§ **What the exercise asks**: Search the records for lines with the word "below" and copy each match.

§ **Dataset entries**:

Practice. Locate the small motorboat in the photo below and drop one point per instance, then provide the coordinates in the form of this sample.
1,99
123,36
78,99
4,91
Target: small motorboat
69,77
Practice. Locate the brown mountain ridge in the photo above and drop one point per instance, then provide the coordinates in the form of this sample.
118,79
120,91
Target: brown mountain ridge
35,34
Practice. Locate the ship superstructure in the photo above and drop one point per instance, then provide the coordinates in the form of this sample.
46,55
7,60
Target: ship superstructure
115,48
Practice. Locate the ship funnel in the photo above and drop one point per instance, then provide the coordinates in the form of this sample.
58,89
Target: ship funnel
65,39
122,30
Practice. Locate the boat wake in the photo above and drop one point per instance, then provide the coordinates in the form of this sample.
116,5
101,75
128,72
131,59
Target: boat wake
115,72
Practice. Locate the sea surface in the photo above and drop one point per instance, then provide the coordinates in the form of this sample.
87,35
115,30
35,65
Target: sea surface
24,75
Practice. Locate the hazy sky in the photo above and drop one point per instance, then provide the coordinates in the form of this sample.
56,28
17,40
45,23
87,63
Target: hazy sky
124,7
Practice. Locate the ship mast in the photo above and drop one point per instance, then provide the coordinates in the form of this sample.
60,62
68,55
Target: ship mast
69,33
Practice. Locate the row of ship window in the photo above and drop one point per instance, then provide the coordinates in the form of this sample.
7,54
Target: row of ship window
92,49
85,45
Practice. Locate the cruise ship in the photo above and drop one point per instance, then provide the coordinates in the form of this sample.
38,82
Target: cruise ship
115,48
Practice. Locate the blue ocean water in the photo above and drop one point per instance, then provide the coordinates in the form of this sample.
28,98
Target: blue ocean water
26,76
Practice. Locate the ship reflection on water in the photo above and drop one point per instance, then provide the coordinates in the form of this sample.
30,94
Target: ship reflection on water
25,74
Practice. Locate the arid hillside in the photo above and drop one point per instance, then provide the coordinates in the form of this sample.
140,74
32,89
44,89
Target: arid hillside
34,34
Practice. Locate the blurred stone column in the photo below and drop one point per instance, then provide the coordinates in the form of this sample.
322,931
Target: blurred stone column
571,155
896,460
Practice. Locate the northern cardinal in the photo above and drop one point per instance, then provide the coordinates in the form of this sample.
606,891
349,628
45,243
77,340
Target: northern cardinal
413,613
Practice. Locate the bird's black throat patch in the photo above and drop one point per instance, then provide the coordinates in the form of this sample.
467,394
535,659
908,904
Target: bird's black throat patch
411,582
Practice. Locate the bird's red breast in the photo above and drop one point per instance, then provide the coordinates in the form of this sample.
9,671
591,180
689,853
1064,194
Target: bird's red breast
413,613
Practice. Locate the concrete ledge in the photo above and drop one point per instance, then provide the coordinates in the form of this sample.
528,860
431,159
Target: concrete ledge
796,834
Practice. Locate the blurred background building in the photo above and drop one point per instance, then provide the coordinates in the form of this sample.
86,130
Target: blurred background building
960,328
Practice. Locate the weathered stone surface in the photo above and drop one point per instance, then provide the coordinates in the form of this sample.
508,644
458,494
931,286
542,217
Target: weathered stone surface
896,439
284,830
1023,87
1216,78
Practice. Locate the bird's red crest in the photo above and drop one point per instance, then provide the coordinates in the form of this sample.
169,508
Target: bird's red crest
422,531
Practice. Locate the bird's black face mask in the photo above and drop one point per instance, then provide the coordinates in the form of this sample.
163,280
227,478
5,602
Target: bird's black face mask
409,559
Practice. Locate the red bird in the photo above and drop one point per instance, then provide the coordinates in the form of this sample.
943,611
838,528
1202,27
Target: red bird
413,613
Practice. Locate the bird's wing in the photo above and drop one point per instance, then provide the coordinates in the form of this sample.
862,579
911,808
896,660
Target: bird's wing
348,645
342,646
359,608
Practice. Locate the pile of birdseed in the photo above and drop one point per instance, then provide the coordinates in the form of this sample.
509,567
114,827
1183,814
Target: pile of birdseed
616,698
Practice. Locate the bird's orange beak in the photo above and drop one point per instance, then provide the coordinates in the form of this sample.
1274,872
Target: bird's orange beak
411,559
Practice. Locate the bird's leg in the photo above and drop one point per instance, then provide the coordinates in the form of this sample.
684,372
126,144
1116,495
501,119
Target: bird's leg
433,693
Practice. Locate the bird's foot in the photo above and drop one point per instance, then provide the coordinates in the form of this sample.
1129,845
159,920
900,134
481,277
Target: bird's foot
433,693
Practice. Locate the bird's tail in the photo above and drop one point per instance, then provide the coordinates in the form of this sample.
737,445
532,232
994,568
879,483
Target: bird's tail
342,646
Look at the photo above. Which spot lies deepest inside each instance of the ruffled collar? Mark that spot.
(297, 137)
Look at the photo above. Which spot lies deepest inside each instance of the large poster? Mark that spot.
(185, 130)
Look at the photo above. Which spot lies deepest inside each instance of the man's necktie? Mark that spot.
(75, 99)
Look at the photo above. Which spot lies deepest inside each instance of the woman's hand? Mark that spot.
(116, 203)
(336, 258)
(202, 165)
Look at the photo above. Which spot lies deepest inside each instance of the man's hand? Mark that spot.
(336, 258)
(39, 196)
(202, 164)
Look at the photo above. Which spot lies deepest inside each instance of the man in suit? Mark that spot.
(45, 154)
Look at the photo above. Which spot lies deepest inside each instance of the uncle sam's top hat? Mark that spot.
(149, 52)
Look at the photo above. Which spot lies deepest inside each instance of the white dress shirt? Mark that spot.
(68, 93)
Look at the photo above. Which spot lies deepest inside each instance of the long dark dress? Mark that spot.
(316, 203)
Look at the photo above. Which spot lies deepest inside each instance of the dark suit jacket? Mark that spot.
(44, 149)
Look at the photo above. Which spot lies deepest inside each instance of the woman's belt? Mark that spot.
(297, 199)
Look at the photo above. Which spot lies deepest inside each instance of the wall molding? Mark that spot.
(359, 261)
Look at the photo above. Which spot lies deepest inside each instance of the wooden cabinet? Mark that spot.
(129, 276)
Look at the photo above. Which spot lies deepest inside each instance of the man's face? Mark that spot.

§ **Written response**:
Practice. Locate the small motorboat in the photo below and drop one point per instance, then provide the coordinates in the form of this sample.
Practice. Locate the blurred stone column in the photo below and drop one point per instance, then provide the coordinates in the form of this sample.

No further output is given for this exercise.